# [WORK REQUIRED]
Produce a verbatim transcription of the records below, beginning at the line containing "Could you please pick out the dense" and ending at the final line; include only those lines.

# [EXTRACTED DATA]
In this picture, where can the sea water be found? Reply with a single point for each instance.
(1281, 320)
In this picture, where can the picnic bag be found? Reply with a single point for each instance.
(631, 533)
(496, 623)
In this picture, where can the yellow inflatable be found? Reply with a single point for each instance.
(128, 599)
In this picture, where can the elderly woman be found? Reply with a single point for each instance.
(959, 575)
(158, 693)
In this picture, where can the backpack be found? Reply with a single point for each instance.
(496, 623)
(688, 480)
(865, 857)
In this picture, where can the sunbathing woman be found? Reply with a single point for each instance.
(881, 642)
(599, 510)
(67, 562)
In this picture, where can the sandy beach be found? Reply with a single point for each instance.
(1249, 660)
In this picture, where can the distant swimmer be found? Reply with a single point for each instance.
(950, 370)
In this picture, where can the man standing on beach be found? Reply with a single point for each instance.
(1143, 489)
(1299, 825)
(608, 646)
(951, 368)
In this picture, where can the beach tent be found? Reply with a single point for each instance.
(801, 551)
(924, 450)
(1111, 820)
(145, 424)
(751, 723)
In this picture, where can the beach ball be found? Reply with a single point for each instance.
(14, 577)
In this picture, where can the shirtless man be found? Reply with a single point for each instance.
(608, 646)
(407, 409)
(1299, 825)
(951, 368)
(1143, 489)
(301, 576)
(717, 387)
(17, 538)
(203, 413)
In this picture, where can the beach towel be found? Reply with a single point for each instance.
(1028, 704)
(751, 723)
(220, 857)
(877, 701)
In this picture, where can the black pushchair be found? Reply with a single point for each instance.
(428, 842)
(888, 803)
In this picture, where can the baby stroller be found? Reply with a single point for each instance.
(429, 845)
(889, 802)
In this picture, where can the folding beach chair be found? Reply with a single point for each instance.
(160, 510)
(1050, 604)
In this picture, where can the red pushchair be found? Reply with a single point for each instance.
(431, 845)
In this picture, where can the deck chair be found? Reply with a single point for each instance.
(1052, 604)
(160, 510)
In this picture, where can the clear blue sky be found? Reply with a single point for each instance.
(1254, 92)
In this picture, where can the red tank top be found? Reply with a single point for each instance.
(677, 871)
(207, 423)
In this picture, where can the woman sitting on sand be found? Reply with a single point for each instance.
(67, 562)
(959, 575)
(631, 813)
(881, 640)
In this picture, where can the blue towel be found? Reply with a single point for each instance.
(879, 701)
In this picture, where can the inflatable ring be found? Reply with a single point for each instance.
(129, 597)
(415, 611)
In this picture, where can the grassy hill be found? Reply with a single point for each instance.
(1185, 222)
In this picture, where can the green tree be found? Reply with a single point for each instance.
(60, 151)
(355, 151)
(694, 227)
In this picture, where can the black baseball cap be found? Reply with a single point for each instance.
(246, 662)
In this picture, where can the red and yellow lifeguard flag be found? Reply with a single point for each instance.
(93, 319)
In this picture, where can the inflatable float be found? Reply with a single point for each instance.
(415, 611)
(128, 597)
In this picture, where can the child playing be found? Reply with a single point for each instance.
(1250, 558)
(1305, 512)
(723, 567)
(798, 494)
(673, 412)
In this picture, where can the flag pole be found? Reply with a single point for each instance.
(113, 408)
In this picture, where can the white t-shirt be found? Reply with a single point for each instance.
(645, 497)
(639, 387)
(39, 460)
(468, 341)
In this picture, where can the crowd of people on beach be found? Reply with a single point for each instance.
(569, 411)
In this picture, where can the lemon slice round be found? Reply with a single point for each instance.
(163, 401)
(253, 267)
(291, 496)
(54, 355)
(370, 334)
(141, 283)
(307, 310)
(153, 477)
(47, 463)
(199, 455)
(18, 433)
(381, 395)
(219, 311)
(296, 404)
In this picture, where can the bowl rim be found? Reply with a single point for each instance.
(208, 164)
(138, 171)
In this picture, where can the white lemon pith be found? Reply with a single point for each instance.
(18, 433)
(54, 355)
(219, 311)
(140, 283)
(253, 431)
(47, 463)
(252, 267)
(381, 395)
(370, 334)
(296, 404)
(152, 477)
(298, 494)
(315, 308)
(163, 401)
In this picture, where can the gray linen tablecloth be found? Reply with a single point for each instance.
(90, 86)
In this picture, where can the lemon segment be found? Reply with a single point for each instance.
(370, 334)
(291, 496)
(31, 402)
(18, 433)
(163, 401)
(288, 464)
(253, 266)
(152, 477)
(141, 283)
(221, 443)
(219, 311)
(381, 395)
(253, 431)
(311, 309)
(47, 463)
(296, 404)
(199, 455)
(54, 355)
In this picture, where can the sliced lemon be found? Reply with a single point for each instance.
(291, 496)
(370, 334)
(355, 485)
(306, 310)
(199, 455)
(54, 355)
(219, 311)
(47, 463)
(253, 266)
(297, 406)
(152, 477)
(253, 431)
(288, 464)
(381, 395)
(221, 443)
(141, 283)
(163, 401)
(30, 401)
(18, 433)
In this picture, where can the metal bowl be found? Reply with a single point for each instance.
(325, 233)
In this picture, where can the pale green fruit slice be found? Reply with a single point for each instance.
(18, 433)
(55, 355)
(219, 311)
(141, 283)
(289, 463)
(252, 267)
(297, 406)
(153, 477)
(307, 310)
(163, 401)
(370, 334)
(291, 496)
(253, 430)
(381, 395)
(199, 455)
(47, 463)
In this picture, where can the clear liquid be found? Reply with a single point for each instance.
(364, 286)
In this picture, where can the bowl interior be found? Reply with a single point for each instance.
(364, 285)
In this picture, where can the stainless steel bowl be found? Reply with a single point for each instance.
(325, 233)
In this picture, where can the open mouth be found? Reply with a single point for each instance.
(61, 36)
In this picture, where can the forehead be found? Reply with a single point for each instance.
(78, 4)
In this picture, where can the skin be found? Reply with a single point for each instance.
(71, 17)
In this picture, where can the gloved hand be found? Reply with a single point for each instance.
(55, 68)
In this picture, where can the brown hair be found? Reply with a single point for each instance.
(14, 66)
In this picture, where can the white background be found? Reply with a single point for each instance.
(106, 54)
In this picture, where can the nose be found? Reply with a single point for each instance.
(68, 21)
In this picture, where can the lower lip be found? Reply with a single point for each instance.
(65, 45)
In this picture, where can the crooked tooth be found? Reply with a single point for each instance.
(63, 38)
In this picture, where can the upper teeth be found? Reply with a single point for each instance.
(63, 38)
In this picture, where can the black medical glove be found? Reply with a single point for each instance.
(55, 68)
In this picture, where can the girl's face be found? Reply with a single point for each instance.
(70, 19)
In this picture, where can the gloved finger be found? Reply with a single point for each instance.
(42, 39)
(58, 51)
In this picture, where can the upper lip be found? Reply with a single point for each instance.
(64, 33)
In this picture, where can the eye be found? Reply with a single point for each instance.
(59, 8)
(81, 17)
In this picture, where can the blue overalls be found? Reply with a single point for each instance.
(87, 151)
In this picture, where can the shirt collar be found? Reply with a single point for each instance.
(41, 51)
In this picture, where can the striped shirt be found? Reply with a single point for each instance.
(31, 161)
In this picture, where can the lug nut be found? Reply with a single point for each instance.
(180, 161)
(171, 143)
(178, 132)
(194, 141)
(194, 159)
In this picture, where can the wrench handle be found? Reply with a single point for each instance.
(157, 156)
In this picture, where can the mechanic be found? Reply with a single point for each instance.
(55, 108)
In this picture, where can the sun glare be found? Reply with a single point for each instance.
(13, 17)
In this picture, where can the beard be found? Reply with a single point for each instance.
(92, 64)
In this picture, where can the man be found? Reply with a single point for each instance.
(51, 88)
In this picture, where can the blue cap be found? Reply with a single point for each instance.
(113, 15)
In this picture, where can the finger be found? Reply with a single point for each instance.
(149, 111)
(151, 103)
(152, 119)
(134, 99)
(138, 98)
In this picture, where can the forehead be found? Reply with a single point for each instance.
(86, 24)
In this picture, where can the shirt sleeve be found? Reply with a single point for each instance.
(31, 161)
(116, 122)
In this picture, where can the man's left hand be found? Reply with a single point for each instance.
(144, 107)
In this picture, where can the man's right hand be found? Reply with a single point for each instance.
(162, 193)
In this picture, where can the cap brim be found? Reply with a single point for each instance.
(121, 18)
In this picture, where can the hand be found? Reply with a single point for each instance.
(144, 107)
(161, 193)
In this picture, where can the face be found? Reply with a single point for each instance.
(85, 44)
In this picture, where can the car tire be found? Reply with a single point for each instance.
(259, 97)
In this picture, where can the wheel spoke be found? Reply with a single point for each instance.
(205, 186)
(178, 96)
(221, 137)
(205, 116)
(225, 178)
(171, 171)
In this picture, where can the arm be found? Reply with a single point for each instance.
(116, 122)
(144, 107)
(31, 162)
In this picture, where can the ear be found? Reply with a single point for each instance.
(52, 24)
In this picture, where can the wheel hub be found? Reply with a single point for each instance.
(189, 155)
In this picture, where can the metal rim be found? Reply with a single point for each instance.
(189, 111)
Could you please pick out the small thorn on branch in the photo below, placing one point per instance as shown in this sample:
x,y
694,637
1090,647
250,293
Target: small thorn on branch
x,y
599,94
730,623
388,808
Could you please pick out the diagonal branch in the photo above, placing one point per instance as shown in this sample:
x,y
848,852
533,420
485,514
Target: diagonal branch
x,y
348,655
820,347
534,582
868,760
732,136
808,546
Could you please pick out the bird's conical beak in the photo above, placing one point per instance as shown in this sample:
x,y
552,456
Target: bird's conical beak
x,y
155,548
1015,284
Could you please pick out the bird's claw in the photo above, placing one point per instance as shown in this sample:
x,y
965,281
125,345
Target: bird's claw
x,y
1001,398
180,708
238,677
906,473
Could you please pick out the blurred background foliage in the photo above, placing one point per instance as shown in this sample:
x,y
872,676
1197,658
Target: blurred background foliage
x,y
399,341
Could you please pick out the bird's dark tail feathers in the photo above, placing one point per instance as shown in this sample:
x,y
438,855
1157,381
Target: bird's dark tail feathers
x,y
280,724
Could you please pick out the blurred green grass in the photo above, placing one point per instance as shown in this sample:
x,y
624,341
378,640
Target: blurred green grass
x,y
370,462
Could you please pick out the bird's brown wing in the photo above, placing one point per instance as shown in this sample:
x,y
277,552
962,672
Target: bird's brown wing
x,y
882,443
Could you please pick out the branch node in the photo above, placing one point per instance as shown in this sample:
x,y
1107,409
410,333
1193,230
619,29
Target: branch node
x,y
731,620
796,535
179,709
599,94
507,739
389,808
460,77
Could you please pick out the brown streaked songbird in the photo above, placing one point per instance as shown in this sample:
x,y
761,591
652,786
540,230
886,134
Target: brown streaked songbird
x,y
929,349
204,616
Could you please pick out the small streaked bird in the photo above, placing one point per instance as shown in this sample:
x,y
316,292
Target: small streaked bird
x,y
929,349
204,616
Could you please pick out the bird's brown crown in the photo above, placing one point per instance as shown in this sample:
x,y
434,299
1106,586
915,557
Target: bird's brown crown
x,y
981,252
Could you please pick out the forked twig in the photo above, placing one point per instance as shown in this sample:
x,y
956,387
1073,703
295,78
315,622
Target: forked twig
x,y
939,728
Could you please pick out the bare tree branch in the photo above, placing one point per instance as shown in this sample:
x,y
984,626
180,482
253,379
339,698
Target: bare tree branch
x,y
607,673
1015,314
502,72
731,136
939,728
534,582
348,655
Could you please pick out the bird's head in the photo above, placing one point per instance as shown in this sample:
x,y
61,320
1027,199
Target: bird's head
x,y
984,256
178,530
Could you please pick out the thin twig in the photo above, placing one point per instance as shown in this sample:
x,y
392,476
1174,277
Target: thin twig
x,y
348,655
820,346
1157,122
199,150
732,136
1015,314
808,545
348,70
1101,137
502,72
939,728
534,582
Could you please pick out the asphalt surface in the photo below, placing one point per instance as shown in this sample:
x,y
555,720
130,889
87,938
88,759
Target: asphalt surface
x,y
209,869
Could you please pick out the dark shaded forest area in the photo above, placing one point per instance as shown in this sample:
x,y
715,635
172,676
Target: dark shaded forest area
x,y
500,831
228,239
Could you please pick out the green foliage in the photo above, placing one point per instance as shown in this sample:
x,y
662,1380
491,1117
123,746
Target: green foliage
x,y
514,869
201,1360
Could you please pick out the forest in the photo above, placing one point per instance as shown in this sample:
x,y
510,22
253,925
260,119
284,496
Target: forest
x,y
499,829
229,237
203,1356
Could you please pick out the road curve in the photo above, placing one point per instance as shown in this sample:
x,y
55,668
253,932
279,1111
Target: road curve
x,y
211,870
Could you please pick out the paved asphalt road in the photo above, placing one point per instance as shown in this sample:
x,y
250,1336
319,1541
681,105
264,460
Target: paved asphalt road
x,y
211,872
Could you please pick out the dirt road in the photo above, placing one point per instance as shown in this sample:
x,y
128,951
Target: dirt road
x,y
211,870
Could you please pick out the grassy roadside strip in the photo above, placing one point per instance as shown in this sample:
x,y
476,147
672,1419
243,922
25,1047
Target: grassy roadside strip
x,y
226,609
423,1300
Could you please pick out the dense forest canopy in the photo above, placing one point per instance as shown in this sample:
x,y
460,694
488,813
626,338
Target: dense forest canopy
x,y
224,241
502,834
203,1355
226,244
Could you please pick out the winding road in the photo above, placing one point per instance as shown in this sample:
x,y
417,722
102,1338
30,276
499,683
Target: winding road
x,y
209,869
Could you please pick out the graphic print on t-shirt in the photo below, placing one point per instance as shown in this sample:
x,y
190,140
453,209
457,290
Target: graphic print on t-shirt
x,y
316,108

# [FINISHED TASK]
Could you please pick out the dense forest canopy in the photo above, placing one point per instance as shown in this sample:
x,y
460,694
488,813
626,338
Target: dense forest canopy
x,y
224,241
502,834
203,1355
226,244
Could you please pick out the winding road in the photo above, placing one point per instance as shown in this sample:
x,y
417,722
102,1338
30,276
499,683
Target: winding road
x,y
209,869
Could you please pick out the graphic print on t-shirt in the photo below, placing one point per instance as shown in this sample:
x,y
190,140
453,209
457,290
Target: graphic print on t-shirt
x,y
316,108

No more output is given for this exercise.